(Point annotation dataset rows)

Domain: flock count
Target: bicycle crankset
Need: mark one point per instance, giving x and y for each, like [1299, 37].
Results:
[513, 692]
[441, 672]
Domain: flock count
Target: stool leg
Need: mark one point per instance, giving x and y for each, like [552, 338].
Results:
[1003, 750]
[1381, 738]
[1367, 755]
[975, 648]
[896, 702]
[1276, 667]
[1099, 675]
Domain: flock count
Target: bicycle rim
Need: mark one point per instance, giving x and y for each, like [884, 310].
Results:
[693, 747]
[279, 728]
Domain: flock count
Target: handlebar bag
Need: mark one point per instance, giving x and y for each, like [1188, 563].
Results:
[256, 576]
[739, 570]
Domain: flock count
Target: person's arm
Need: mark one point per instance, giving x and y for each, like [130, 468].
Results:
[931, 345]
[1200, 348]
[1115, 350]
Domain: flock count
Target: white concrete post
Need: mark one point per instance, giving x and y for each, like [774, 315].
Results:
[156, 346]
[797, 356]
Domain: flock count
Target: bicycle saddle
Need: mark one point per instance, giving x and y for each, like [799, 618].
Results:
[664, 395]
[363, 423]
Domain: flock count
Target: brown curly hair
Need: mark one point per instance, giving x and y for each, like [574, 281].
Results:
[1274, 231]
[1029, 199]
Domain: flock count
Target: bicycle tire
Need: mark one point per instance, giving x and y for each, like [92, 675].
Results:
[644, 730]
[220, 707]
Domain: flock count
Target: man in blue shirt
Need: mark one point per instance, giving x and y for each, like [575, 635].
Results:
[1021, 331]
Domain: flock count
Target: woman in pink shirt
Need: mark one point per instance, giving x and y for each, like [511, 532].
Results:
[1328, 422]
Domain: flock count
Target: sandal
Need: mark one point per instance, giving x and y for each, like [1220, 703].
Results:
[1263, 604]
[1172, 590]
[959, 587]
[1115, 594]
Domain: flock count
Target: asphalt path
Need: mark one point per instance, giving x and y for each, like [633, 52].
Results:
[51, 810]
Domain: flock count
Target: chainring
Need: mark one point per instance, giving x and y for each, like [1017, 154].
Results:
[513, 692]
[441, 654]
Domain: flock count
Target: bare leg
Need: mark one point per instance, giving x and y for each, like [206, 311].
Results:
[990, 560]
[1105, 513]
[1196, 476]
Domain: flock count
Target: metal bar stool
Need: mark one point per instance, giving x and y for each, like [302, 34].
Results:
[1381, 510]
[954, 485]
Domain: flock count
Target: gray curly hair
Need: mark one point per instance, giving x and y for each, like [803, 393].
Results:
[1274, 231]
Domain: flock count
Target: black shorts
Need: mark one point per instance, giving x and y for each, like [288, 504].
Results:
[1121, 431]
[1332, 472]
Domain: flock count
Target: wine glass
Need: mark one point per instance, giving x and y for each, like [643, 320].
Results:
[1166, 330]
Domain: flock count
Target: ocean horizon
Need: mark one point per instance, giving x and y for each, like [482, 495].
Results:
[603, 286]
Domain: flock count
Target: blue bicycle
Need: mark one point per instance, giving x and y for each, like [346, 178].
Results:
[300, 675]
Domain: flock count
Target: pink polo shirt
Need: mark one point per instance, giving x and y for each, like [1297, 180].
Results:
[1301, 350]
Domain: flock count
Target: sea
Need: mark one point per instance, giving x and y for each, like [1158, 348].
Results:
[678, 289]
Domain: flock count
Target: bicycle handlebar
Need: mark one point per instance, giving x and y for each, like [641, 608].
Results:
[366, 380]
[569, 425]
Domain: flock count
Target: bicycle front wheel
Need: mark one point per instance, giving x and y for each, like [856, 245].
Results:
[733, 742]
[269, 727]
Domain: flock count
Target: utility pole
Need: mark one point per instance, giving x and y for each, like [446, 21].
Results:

[PROBLEM REQUIREMENTS]: Reproduce all of the rows above word for word, with nothing added or left out.

[RESULT BELOW]:
Domain: flock count
Target: bicycle crankset
Need: mark one point per instance, giving x and y for each, like [1299, 37].
Results:
[513, 692]
[441, 672]
Domain: flock count
Target: stool leg
Need: mark one point per instance, giving x and y for each, like [552, 338].
Results:
[1003, 750]
[1381, 738]
[1367, 755]
[975, 648]
[896, 702]
[1276, 667]
[1099, 675]
Domain: flock count
Target: bicycle rim
Need: mark one point per instance, giving x and y for each, like [884, 310].
Results:
[693, 747]
[279, 728]
Domain: flock count
Target: handlebar bag
Need: mark one point per instance, giving x and y for each, like [1188, 563].
Results:
[256, 576]
[739, 570]
Domain: flock count
Target: person's arm
Need: mark one point per instance, giving x and y for each, like [130, 468].
Results:
[931, 345]
[1200, 348]
[1115, 350]
Domain: flock count
Target: white concrete post
Need: mark one point per instance, giving x and y for each, like [774, 315].
Results:
[156, 346]
[797, 356]
Domain: flock count
Target: bicycle saddle
Need: mark one point per instance, giving x and y for each, like [799, 618].
Results:
[664, 395]
[363, 423]
Domain: flock count
Target: brown curly hair
Need: mark one point per instance, giving x and y for each, like [574, 281].
Results:
[1274, 231]
[1029, 199]
Domain: flock count
Target: bicycle tire
Need: mark one point per instance, giving x and y for each, like [92, 675].
Results:
[644, 730]
[220, 707]
Domain: flock count
Target: man in blue shirt
Need: mark one point per instance, giving x and y for each, like [575, 635].
Results:
[1021, 331]
Domain: flock count
Target: woman in pink shirt
Need: mark one point per instance, giving x and y for each, like [511, 532].
Results:
[1328, 422]
Domain: flock count
Target: sandal
Need: mark one point per instance, giving x and y for each, like [1220, 703].
Results:
[1263, 604]
[1172, 590]
[959, 587]
[1115, 594]
Domain: flock count
Target: asphalt path
Need: mark one point per instance, giving x and y for each, like [633, 52].
Results:
[51, 810]
Domain: flock count
Target: chainring
Need: mark one point per instance, giving x and y for each, like [1017, 154].
Results:
[513, 692]
[441, 654]
Domain: flock count
Target: bare leg
Need: mark one point per instance, giving x and y for each, like [206, 311].
Results:
[990, 560]
[1105, 513]
[1196, 476]
Domain: flock count
Target: metal bar stool
Need: mark one point per instance, giving x and y for each, like [302, 34].
Results:
[1381, 510]
[954, 485]
Domain: flock count
Target: gray curly hair
Need: mark one point per instance, giving x and y for each, like [803, 393].
Results:
[1274, 231]
Domain: flock count
Target: black shorts
Need: mark one point per instance, giving x and y for each, like [288, 504].
Results:
[1121, 431]
[1332, 472]
Domain: flock count
Target: wine glass
Need: mark one point per instance, giving x and y for each, like [643, 320].
Results:
[1166, 330]
Domain: flock count
Target: ocean horizon
Need: mark one point per instance, giving x and y for each, like [482, 495].
Results:
[603, 286]
Domain: flock count
Target: blue bicycle
Need: mark one point per instance, giving x and y for each, like [346, 178].
Results:
[300, 675]
Domain: flock count
Target: pink polo shirt
Need: mark one point per instance, giving x and y for each, like [1297, 180].
Results:
[1301, 350]
Domain: flock count
Target: sea
Need: mark one point per instance, giving x and y for each, like [1158, 348].
Results:
[678, 289]
Domain: flock count
Target: bicycle handlebar
Need: mark one point per instance, giving x and y for each, like [641, 608].
Results:
[366, 380]
[569, 425]
Domain: flock count
Target: bicycle front wheel
Need: mark one point per instance, giving x and y for each, like [856, 245].
Results:
[733, 742]
[269, 727]
Domain: flock count
Target: utility pole
Need: mark one point per instance, giving x and y for each, like [446, 21].
Results:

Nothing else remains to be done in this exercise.